**TASK GOAL:** In the listing below, count the lines containing the string "above". Reply with that number only.

**TASK INPUT:**
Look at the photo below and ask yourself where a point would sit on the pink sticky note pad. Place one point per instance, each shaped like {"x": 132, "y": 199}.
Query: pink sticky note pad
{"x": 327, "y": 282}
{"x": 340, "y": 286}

* * *

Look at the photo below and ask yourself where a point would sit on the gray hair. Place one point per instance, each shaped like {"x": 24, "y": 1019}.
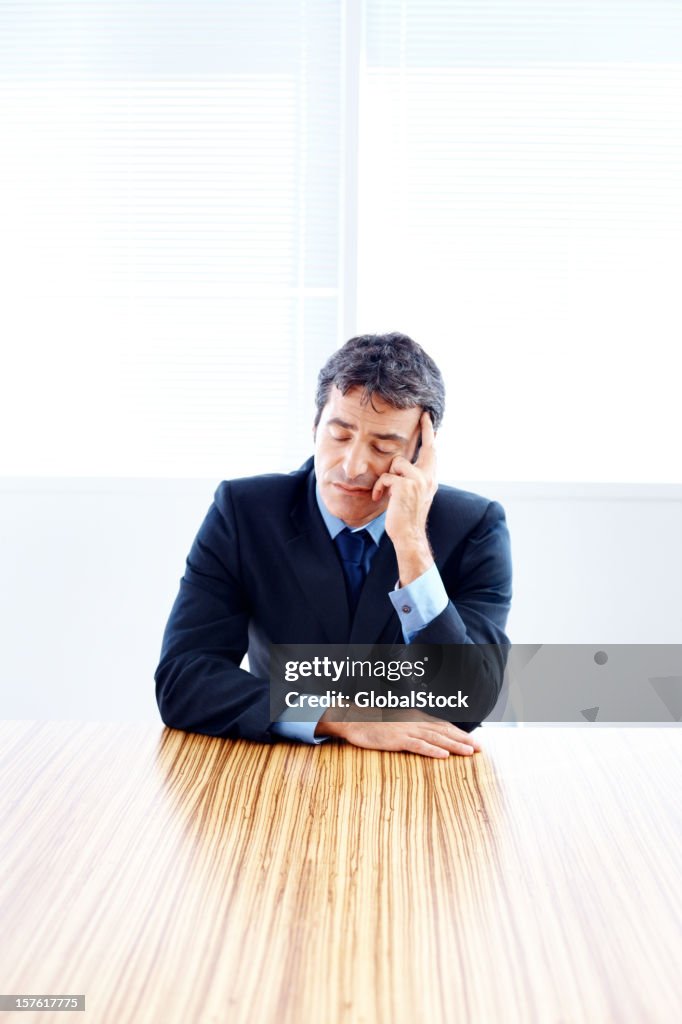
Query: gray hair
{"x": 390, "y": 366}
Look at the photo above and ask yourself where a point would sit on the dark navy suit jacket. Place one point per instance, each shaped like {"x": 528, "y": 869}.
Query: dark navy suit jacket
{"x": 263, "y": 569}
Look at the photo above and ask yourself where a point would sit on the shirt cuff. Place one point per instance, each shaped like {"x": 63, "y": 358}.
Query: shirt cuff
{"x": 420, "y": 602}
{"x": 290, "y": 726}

* * *

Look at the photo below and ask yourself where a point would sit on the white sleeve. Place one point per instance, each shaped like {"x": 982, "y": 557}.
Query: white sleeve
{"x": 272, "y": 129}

**RESULT OF THIS EXERCISE:** 2